*EXERCISE OBJECTIVE:*
Filter the records below and copy each line containing the string "overcast".

┌─ DATA EXCERPTS

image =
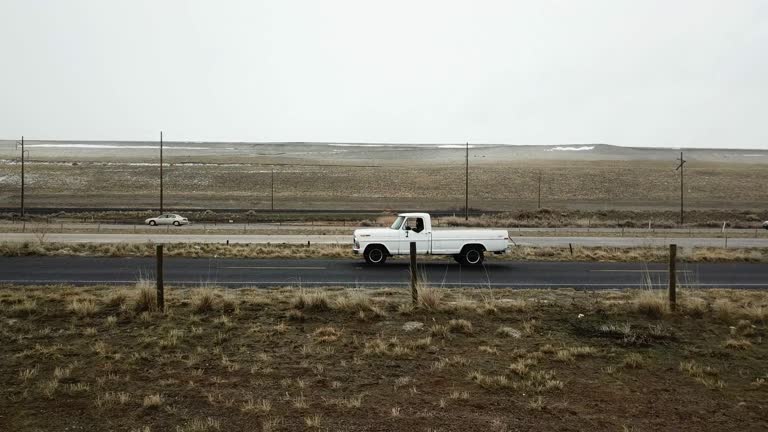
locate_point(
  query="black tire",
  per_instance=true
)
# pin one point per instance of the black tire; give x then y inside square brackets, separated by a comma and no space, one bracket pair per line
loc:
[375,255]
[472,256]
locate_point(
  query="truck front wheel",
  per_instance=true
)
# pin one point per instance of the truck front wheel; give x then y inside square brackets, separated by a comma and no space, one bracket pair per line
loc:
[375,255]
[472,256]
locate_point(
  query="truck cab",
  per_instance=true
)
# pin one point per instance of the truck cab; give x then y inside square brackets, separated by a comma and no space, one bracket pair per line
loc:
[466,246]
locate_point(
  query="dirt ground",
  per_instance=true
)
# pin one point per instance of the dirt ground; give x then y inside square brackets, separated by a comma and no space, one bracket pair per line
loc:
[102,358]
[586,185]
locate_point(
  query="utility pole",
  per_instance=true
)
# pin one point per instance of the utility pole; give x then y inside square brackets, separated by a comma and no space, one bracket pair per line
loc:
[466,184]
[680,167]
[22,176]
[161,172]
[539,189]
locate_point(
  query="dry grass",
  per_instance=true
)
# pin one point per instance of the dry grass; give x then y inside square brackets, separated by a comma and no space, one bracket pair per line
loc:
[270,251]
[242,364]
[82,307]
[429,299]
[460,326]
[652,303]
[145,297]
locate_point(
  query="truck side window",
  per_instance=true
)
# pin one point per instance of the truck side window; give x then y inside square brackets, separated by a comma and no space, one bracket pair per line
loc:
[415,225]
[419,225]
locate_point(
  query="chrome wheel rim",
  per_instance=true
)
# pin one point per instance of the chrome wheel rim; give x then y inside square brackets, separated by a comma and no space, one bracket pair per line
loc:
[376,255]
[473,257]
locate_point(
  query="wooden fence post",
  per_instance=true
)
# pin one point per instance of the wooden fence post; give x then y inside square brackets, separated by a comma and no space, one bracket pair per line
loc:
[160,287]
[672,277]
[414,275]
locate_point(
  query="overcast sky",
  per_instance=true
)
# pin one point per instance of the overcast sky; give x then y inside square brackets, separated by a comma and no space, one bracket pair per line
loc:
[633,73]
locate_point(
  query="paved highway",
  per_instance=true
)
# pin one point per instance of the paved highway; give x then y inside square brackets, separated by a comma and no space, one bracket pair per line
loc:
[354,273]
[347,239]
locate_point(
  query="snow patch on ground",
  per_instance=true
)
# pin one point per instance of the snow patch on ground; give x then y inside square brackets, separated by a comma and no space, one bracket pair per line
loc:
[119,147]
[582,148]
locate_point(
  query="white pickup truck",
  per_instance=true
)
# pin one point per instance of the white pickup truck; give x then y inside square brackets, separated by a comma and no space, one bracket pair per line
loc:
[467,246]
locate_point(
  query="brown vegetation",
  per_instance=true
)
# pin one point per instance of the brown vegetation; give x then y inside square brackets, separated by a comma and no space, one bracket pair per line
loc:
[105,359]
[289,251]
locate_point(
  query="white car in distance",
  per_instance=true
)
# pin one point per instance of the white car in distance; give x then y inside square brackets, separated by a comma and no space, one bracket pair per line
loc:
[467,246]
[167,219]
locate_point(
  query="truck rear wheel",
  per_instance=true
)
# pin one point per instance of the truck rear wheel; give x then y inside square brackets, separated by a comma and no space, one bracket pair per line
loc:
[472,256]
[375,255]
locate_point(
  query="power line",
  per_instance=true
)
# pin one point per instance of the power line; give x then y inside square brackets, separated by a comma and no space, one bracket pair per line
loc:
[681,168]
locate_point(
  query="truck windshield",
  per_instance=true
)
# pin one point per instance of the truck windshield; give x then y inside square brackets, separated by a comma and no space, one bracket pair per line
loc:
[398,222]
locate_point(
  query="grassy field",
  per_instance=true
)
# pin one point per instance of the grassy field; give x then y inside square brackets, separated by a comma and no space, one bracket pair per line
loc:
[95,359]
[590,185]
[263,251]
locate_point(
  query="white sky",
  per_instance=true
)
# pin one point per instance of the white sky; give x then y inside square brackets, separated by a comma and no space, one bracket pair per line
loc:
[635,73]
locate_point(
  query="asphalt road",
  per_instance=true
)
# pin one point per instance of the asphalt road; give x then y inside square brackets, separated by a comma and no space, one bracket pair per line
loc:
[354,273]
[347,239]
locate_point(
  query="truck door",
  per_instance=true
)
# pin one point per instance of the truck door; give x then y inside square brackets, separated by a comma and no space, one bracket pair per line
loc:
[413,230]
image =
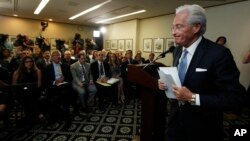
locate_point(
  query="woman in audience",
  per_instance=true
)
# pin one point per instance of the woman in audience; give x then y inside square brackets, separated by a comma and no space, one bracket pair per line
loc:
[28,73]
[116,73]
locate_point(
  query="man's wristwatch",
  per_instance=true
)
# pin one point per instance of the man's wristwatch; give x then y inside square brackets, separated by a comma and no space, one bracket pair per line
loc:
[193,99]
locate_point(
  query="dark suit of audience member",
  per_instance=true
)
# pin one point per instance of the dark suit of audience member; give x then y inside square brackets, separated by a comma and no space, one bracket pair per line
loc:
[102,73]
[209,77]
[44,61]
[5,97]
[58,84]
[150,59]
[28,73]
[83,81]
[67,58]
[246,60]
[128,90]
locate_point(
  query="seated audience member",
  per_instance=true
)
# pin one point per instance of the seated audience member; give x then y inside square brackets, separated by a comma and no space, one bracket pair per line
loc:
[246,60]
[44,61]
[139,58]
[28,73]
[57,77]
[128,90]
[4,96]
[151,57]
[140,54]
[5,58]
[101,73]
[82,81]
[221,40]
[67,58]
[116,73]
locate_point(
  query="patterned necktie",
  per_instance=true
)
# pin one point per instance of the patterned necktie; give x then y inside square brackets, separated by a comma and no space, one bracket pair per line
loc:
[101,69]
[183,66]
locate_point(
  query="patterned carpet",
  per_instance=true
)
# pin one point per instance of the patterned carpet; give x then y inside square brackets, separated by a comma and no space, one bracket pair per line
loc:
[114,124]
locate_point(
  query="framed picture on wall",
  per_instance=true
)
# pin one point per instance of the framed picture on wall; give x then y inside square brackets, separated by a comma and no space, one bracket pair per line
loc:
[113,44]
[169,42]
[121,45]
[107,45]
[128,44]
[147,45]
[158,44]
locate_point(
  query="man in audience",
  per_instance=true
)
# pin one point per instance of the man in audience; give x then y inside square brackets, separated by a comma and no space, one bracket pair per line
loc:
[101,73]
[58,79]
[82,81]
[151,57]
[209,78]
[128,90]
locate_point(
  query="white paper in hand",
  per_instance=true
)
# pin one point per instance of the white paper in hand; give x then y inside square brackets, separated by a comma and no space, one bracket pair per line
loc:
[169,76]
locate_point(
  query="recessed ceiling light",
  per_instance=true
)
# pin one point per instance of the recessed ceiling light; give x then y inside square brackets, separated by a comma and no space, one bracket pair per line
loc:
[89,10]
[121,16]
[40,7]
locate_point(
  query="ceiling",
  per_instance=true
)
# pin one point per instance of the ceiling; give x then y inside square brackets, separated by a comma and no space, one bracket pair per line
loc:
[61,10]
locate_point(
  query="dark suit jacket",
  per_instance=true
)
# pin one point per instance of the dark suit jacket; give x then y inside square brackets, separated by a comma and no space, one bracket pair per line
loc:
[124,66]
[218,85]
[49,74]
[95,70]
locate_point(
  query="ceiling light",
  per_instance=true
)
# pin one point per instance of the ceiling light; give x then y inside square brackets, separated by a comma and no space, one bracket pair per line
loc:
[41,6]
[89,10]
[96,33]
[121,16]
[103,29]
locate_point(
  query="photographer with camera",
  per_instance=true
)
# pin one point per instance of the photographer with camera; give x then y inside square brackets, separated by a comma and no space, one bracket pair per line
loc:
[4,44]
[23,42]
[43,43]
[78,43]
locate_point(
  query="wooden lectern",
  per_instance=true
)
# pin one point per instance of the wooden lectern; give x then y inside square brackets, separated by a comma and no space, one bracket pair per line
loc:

└─

*SOLUTION TO THIS TASK:*
  query="overcast sky",
# pin one point per instance of the overcast sky; give x then y inside square brackets, separated by a comma and no space, one bracket pair per line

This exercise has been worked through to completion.